Directive:
How many of the lines below contain the word "white"? Reply with the number only.

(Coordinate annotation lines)
start

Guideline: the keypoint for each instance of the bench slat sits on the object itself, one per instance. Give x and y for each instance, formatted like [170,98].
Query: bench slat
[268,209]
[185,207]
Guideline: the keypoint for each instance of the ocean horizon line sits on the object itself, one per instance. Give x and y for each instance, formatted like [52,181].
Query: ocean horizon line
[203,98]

end
start

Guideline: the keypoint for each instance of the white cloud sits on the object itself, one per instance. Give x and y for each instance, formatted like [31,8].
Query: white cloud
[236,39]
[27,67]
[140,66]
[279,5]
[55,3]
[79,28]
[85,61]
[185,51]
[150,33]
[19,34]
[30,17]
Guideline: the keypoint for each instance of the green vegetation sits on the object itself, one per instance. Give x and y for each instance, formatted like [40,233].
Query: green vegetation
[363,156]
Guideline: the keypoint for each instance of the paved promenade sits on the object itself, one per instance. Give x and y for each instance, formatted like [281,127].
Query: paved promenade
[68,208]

end

The response:
2